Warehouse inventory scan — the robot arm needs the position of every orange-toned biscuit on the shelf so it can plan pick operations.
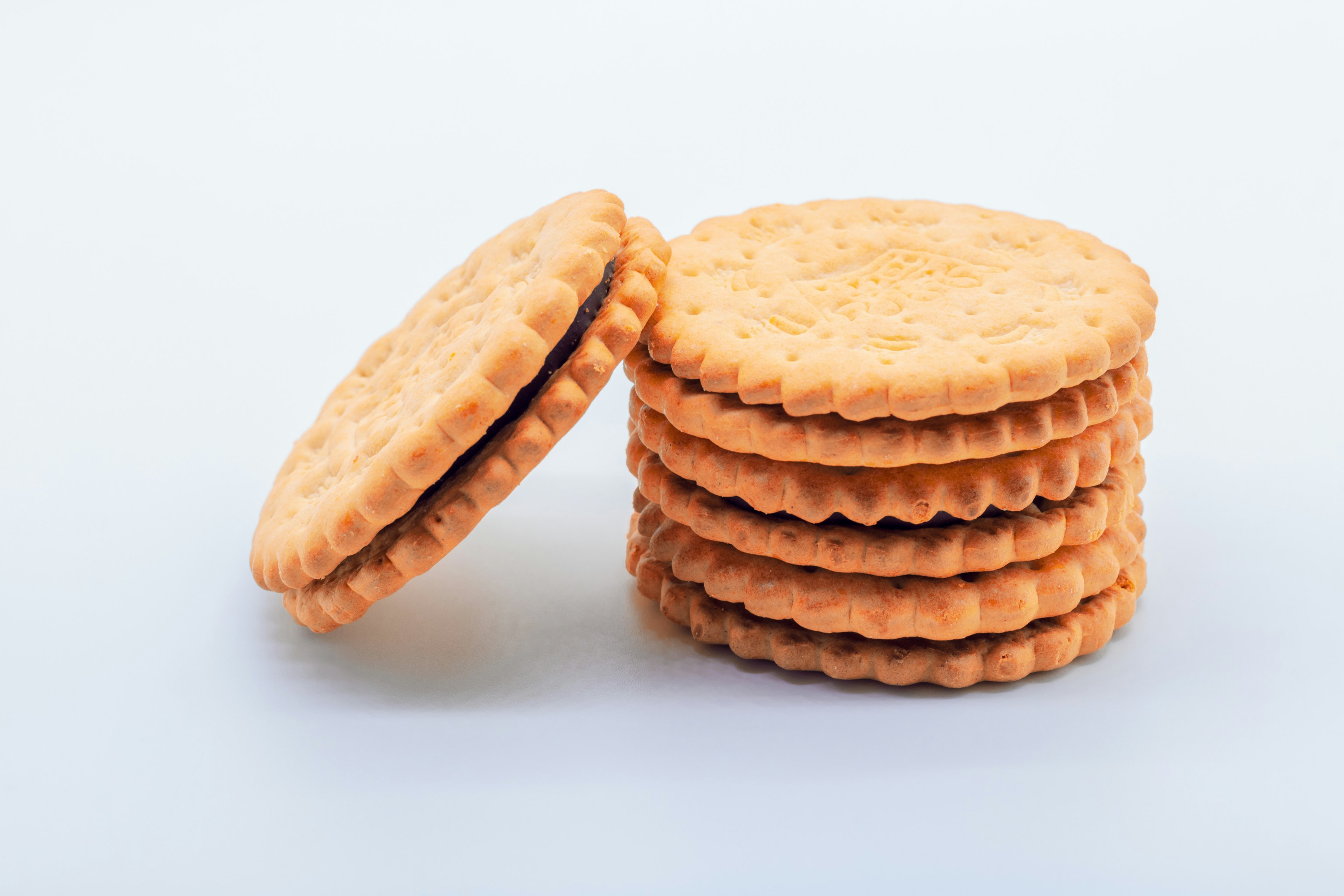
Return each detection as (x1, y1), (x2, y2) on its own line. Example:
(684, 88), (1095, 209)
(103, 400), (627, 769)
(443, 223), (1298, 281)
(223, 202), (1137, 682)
=-=-=-=-=
**WHAT YOU HAVE TO DO**
Rewrite the data above, changing "biscuit" to "cracker" and keeping everything else the same. Leave out the picture.

**COMPLETE OUTPUT**
Warehouse inventory scan — the robot arm needs the position of every orange-toned cracker on the shelf so it can plan pick operations.
Return each detection as (x1, y1), (x2, y2) on its own line. Example:
(684, 88), (1095, 209)
(103, 400), (627, 769)
(443, 223), (1298, 281)
(223, 202), (1137, 682)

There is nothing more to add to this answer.